#### [The problem]
The response should consist of the data reproduced word for word.

#### [Given data]
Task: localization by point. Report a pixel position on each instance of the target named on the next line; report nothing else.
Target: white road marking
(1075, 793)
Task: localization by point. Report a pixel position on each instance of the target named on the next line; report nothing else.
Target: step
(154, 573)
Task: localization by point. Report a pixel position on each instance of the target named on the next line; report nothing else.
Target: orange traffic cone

#### [Solution]
Task: localization by point. Report a pixel position on each instance of the target named on the next line; report nothing else.
Target: white road marking
(1075, 793)
Task: localization by point. Report a pixel position on each instance of the target named on the next line; report nothing else.
Target: step
(154, 573)
Task: localization by point. Report a pixel position on each instance of the target named on the next line; report nothing else.
Target: orange traffic cone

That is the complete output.